Sylvester Staline ressent un mal-être, indéfini mais bien présent. Et tous les soirs, il se suicide. Lorsque des algorithmes, des « codes-stars cravates », se penchent sur son cas, ajoutant des antidépresseurs dans son TedTM, le poussant à suivre un séminaire nihiliste (ça aurait pu être religieux, scientifique, ésotérique, agnostique, mais il a choisi au hasard et c’est tombé sur nihiliste), il ne va cesser de se démarquer de ses concitoyens car il s’interroge. Quel est le but de sa vie ? Quelle est sa vie ? A-t-il déjà rencontré, réellement, physiquement, d’autres êtres humains ou sa vie entière a-t-elle été bercée par des algorithmes ? Que signifie cette époque où tout est à portée de main, mais où l’on ne crée plus rien, où l’on ne fait que recycler un passé révolu ?
Dans le roman, il y a des dizaines voire des centaines de milliards d’êtres humains sur la planète. Ils peuvent se rencontrer n’importe quand dans leurs hubs virtuels, les relations amicales sont tarifées, les relations sexuelles se font à distance. Ils portent des pseudonymes qui tournent en dérision (même si ce n’est pas mon genre d’humour, ça a un peu fait un plat avec moi) des célébrités réelles ou imaginaires du passé comme Nabot Léon, Baraque Obama, Jean-Paul Tartre, Harry Poppers ou Zara Foutra. Sauf que, pour eux, il n’y a aucune notion d’humour, c’est simplement que ces noms ne veulent plus rien dire. Il n’y a plus de respect, d’admiration envers quiconque (sauf quelqu’un ayant énormément de contacts – tiens, ça me rappelle quelque chose – ou possédant de jolis et coûteux trucs virtuels) car les sentiments sincères ont disparus. Il n’y a plus de croyances, il n’y a plus de morale – la mort, les viols, la zoophilie deviennent des loisirs parfaitement ordinaires –, il n’y a plus de vie privée – on partage des sexfies avec tout le monde –, bref, cela donne lieu à des passages très crus et répugnants (ouf, il y a quand même un certain gouffre entre eux et moi !). Tout est virtuel donc rien ne porte à conséquence. On ne peut plus tuer, on ne peut plus faire souffrir et on ne peut plus déranger le système.

## Données à analyser
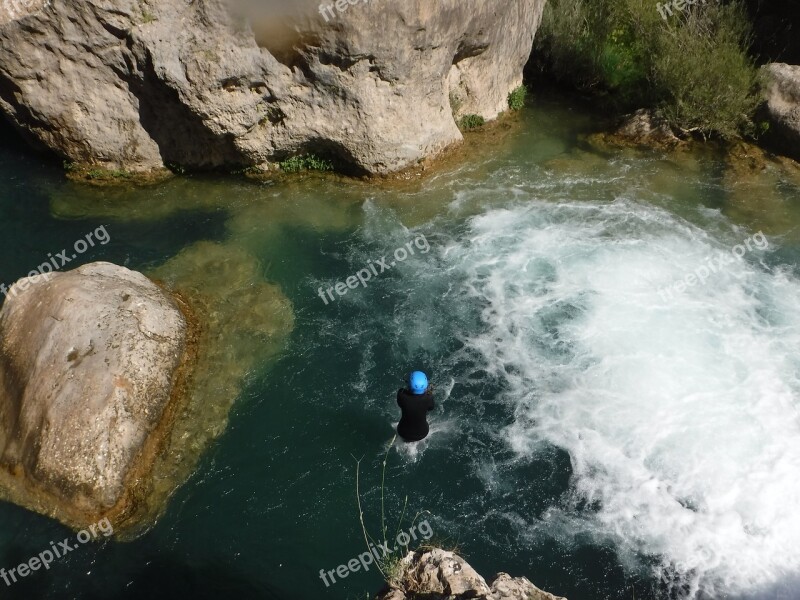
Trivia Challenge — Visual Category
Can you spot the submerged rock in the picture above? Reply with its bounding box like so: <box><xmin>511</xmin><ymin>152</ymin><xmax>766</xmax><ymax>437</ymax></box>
<box><xmin>0</xmin><ymin>263</ymin><xmax>189</xmax><ymax>530</ymax></box>
<box><xmin>0</xmin><ymin>0</ymin><xmax>544</xmax><ymax>174</ymax></box>
<box><xmin>376</xmin><ymin>548</ymin><xmax>566</xmax><ymax>600</ymax></box>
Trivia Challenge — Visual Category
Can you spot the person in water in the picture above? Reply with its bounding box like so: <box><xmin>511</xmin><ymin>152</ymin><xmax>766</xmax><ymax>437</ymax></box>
<box><xmin>397</xmin><ymin>371</ymin><xmax>433</xmax><ymax>442</ymax></box>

## Questions
1. Selon l'extrait sur Sylvester Staline, quel type de séminaire le personnage est-il poussé à suivre ?
2. Poursuivez l'extrait sur Sylvester Staline à partir de sa dernière phrase.

## Réponses dans l'ordre
1. Un séminaire nihiliste.

2.
Un univers aberrant, improbable, excessif et outrancier qui parvient tout de même à interroger les absurdités de notre propre monde, à refléter un peu du vide de nos propres vies.

Cette chronique est extrêmement brouillonne et confuse, j’ignore si vous parviendrez à y comprendre quelque chose, mais c’est bien la preuve que ce roman me laisse perplexe. Je l’ai trouvé exagéré, poussé à l’extrême – dans ses descriptions de sexe ou de massacre, dans ses insultes ou expressions vulgaires (raah, ce « à plus on se suce », je n’en pouvais plus de lire !) – et parfois long dans ses répétitions – néanmoins très utiles car on ressent à merveille l’aliénation et la routine assommante dans lesquelles le protagoniste est enfermé –, mais il éveille indubitablement des questionnements et j’ai été enthousiasmée par cette fin percutante et parfaite.

Une découverte pour laquelle je peux remercier Babelio et les éditions du Bélial’ car, même si j’ai très envie de découvrir davantage cette maison d’édition, je n’aurais probablement pas choisi ce livre insolite. Et je suis tout de même intriguée par le premier tome de la trilogie Trademark, BonheurTM.

Bonheur TM (couverture)

« Dans son état médicamenteux semi-méditatif, une grande vérité lui apparaît. Ces cubes sont une parabole sur sa vie. Chacun fait partie d’un immense complexe, entouré de millions d’autres cubes. Aucun ne sait pourquoi il est là, ni quelle est son utilité. Tous sont connectés et pourtant perdus dans un univers incompréhensible. N’est-ce pas à cela que sa vie ressemble ? »

« V dit :
« La société moderne a aspiré vos esprits. Vos corps sont emprisonnés entre quelques murs, régénérés, certes, mais vos esprits sont éparpillés en mille rêveries numériques. Vous êtes des milliards, des dizaines de milliards, des centaines de milliards dans des zones similaires, dans des buildings similaires, dans des pièces similaires, des corps immobiles, inutiles, piégés dans la prison de l’esprit que les algorithmes ont construite pour vous. » »

Trademark, tome 2, VieTM, Jean Baret. Le Bélial’, 2019. 301 pages.